EXERCISE PROMPT: The answer should be a single number: how many lines of the entries below hold the word "stacked".

RECORDS SUPPLIED:
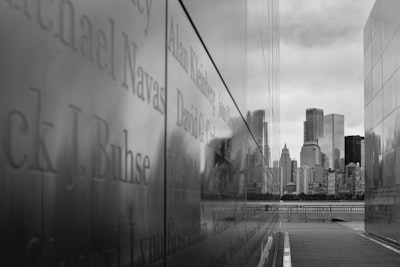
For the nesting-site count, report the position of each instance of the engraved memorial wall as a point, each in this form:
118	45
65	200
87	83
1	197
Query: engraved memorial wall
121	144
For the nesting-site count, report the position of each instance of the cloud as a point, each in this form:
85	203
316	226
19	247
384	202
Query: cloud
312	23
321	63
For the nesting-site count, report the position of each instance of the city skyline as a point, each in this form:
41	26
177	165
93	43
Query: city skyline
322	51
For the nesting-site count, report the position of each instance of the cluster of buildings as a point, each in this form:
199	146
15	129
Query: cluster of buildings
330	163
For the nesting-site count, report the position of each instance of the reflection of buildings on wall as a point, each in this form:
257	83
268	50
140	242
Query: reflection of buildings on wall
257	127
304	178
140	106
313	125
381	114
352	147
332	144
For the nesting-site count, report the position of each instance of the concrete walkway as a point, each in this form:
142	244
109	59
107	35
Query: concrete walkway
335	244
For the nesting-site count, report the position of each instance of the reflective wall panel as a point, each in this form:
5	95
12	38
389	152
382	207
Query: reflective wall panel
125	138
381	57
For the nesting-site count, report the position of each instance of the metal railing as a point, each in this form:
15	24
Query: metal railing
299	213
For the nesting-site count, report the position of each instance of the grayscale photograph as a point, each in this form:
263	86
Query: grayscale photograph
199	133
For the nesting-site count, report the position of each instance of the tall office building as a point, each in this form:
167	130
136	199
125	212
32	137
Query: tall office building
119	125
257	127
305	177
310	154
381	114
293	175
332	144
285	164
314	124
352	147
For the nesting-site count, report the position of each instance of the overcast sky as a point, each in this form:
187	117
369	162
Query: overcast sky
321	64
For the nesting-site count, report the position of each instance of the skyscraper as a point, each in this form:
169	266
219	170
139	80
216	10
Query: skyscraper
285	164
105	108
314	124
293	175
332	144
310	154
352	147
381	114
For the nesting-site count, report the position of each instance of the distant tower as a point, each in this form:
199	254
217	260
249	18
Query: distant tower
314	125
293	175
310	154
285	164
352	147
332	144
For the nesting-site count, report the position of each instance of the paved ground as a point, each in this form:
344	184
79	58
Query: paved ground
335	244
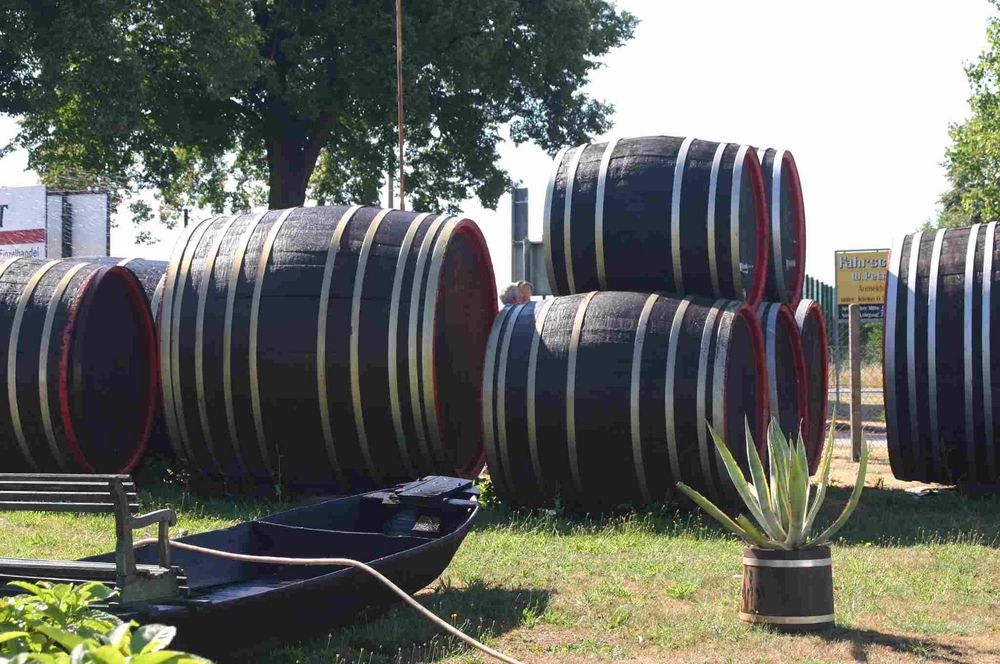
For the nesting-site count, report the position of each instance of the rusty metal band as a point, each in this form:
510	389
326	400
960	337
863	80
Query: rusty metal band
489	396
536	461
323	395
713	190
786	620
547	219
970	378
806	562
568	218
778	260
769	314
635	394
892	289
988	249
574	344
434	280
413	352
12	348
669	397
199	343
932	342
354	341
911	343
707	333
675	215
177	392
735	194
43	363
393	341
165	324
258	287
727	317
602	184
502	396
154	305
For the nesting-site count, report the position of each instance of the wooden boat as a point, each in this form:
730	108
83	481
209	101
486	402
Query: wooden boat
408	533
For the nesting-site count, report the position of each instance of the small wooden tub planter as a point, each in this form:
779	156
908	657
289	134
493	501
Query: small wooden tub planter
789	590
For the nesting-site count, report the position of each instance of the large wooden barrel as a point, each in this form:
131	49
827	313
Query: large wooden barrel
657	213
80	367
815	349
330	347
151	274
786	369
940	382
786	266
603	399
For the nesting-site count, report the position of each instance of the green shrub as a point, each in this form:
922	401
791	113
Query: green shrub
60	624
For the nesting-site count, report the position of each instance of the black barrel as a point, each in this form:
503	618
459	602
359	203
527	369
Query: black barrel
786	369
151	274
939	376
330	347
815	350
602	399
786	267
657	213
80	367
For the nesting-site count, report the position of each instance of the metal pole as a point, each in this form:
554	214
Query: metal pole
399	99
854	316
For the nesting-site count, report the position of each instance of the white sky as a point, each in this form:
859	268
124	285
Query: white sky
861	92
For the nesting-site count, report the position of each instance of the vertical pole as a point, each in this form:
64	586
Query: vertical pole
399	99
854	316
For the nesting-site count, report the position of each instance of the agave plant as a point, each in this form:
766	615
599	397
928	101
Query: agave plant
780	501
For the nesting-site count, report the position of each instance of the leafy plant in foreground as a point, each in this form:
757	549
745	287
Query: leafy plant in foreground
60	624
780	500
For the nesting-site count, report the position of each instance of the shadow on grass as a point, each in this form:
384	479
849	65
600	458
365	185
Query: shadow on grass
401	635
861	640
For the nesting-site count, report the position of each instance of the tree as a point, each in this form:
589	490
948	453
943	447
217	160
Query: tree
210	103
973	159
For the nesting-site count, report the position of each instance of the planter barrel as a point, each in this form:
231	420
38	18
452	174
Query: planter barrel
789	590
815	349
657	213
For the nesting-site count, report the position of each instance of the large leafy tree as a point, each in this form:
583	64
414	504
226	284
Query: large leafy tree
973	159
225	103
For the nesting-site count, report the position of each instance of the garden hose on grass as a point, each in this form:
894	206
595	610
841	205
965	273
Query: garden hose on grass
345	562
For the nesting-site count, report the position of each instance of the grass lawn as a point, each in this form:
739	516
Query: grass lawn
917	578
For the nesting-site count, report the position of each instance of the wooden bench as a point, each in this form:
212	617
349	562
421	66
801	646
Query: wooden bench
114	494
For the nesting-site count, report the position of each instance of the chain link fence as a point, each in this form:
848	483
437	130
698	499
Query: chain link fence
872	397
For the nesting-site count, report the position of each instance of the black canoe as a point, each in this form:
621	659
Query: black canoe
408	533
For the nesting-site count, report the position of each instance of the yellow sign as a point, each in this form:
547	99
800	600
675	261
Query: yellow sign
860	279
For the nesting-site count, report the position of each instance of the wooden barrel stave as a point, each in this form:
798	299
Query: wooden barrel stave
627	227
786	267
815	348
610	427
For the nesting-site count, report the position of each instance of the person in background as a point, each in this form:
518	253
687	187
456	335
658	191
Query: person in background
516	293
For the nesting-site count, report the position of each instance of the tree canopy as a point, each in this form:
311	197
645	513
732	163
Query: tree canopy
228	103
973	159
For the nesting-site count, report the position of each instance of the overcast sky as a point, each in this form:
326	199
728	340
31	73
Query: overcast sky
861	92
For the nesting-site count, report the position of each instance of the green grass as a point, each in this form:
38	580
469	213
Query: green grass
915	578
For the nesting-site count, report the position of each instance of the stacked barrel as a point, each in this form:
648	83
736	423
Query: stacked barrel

--

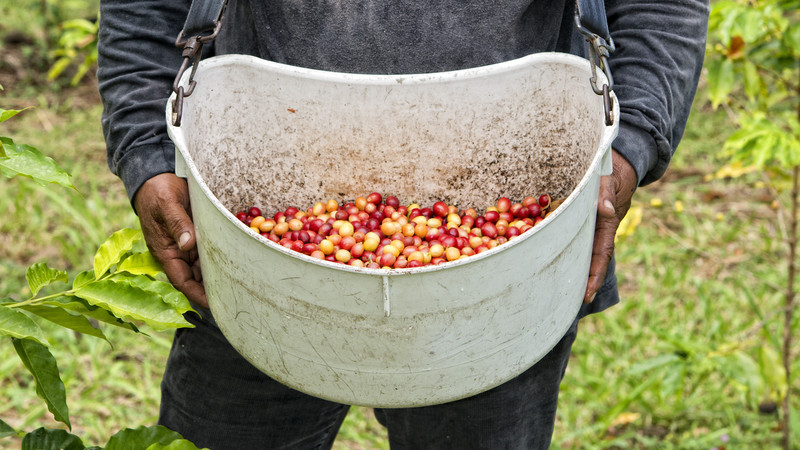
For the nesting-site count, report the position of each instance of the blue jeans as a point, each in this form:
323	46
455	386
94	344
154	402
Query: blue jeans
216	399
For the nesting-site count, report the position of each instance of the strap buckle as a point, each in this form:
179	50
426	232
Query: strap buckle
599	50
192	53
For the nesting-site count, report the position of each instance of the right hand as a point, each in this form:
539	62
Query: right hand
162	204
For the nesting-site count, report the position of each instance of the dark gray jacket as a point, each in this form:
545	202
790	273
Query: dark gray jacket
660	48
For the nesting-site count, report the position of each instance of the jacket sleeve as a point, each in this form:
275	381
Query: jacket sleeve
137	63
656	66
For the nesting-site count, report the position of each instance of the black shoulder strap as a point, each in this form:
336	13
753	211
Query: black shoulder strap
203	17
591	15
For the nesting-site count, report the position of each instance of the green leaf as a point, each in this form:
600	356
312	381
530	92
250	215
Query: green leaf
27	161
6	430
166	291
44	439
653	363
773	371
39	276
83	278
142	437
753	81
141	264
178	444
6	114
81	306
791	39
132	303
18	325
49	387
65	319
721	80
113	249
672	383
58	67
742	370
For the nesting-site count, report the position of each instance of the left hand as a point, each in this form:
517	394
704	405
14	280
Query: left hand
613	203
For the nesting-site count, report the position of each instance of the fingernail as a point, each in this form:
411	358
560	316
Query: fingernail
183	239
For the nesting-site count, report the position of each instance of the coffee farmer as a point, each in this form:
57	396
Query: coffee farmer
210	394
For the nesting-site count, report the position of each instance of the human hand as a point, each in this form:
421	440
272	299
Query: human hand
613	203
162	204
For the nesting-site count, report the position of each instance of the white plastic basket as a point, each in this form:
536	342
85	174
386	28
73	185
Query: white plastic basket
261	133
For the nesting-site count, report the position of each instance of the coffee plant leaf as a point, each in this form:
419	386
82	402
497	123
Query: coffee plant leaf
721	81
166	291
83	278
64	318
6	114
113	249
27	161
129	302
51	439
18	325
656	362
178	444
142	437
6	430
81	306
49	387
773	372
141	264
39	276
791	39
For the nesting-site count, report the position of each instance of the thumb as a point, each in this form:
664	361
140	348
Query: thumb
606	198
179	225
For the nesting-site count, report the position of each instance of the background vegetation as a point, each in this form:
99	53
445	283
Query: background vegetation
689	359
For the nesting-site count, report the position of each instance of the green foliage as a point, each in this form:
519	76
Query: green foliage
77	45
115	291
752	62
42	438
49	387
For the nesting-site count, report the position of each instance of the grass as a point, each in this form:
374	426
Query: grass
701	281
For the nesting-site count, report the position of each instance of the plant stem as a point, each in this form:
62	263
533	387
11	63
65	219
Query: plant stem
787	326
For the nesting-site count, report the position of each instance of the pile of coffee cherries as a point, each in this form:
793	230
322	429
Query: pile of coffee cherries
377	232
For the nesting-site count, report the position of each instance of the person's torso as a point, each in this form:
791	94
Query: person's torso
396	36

RESPONSE AREA: 2